(TASK INPUTS begins)

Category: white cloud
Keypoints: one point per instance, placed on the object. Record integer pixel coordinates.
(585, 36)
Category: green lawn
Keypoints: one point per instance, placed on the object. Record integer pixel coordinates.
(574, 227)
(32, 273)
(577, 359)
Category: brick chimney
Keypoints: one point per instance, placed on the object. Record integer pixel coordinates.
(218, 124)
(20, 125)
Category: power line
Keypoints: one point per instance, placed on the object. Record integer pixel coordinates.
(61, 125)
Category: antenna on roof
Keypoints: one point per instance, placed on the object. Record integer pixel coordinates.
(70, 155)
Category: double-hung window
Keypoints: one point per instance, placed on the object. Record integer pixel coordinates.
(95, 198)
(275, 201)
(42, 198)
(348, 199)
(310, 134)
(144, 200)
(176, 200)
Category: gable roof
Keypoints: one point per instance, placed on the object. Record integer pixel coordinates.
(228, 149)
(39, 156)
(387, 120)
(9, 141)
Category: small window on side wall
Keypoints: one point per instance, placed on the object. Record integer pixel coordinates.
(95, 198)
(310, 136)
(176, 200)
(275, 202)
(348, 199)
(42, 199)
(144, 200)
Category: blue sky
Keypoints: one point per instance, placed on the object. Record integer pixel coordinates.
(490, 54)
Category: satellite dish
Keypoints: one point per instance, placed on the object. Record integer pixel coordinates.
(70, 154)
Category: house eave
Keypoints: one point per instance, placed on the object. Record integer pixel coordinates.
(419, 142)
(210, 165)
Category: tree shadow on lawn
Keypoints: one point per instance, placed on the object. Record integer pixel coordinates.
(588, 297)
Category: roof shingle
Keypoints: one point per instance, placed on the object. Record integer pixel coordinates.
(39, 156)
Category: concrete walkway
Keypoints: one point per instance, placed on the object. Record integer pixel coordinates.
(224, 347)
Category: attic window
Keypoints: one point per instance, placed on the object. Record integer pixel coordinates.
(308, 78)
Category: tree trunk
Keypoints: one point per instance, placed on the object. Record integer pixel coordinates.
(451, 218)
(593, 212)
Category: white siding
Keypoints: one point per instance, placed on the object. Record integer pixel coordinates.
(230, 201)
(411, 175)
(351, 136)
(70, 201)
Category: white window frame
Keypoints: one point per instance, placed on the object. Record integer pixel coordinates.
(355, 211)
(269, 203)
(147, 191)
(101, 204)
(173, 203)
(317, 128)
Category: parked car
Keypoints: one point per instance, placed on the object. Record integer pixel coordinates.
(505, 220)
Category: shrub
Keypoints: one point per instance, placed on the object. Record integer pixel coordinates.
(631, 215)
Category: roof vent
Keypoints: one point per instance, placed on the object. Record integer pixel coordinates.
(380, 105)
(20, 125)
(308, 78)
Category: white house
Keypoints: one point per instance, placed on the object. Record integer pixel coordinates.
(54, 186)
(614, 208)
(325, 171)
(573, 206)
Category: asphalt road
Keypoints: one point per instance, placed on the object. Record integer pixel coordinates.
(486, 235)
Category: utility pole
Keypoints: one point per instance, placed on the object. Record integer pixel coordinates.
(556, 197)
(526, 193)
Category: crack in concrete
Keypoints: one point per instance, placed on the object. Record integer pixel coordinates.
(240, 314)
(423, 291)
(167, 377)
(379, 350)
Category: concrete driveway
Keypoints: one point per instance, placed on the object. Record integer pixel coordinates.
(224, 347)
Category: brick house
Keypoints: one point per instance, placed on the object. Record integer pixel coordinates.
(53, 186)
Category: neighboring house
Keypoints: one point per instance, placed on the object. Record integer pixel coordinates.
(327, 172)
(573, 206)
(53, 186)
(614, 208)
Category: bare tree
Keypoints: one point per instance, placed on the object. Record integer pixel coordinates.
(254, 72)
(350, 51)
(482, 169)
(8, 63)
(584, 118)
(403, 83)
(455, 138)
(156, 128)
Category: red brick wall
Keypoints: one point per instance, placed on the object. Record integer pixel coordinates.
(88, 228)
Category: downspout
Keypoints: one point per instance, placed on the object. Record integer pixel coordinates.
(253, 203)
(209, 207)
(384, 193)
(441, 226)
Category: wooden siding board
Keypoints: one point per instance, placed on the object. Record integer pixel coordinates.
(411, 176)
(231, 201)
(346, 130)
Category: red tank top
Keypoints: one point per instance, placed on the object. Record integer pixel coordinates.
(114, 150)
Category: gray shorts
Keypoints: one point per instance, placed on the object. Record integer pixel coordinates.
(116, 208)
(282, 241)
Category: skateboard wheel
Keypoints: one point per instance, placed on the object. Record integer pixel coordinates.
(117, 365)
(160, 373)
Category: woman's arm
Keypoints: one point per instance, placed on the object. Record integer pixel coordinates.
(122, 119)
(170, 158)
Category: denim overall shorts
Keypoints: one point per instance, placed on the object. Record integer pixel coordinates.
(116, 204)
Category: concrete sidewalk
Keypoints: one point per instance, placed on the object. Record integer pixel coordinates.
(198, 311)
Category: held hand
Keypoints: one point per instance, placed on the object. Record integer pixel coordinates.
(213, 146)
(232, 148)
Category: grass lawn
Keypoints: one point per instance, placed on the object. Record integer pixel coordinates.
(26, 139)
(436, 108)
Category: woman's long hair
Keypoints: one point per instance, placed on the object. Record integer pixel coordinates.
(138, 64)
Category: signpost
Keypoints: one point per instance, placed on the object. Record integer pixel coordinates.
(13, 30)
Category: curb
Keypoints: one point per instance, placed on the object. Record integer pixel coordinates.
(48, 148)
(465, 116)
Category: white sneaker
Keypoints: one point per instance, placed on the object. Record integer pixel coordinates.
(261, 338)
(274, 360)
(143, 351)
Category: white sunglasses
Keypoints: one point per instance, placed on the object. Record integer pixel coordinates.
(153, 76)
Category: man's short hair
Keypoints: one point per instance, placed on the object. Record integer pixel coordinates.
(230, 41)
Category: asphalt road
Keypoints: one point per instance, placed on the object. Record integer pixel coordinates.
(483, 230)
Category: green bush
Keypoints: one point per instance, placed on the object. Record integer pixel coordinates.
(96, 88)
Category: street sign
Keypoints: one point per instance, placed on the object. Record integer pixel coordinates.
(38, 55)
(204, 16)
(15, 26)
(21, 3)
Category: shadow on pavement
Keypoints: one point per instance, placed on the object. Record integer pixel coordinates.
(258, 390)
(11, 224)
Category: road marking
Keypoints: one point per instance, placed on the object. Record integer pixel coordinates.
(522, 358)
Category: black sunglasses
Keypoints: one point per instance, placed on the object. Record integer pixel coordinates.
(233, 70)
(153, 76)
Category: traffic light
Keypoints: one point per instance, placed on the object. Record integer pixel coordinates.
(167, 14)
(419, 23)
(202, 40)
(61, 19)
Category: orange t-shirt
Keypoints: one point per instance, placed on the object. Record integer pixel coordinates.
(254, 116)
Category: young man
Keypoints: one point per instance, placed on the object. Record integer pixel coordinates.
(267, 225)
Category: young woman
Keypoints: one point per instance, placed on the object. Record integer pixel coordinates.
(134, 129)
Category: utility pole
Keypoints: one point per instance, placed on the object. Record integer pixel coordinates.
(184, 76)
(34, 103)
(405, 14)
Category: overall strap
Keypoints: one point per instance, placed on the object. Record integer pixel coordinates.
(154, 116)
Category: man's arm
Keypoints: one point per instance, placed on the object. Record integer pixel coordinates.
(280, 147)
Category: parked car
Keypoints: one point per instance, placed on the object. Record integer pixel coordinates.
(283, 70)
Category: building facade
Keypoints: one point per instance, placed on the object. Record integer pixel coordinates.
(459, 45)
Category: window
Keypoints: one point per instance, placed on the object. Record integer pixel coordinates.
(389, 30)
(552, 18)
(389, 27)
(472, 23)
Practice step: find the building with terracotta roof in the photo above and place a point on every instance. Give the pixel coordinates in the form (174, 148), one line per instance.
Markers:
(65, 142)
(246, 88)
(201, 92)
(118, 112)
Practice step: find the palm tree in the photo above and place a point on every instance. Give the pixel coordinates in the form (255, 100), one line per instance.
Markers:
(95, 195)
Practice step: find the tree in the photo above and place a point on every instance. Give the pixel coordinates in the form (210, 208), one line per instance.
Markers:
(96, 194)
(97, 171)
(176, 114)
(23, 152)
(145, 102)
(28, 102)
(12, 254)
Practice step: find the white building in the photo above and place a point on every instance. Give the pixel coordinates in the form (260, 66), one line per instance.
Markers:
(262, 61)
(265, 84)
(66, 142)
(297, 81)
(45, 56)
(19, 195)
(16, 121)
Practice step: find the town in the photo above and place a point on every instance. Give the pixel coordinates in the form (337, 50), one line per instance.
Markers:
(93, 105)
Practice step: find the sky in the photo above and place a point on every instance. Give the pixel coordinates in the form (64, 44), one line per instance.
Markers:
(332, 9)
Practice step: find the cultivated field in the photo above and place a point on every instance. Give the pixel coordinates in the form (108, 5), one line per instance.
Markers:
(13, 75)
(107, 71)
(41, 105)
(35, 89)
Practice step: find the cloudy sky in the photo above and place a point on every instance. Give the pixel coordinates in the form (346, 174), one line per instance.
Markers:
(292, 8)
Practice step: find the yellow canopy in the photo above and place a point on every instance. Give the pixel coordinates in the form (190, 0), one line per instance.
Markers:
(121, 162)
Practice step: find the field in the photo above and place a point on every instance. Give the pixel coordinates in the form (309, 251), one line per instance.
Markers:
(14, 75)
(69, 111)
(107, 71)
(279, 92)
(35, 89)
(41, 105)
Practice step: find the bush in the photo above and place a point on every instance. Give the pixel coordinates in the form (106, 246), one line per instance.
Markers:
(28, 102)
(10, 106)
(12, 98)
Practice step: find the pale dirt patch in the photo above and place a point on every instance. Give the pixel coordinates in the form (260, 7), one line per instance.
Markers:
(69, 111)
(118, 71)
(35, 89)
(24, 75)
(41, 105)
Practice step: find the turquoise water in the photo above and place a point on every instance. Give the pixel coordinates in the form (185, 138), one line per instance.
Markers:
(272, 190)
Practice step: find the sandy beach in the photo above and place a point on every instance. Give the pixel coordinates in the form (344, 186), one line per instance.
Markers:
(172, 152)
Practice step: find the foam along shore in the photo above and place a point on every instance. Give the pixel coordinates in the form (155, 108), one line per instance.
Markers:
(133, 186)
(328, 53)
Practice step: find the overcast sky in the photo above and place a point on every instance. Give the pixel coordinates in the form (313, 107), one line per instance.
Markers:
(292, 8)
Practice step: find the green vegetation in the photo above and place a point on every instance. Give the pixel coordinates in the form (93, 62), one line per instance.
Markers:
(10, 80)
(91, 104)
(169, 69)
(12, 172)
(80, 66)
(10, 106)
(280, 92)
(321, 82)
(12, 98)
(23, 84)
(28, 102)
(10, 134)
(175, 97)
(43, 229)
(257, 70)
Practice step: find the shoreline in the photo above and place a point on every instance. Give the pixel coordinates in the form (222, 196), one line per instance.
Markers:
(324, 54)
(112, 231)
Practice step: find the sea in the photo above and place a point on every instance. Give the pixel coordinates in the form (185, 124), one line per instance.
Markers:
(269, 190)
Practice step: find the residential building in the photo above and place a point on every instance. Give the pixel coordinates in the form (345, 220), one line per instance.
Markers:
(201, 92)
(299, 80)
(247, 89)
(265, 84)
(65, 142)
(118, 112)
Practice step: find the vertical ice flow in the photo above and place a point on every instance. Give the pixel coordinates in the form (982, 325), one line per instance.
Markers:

(TASK INPUTS ends)

TASK DETAILS
Report every line of the data in which "green" appears.

RESPONSE AREA
Category: green lawn
Category: green bush
Practice step: find the green vegetation in the photo above and place a point on every instance. Give the pixel coordinates in the form (93, 62), one line per instance.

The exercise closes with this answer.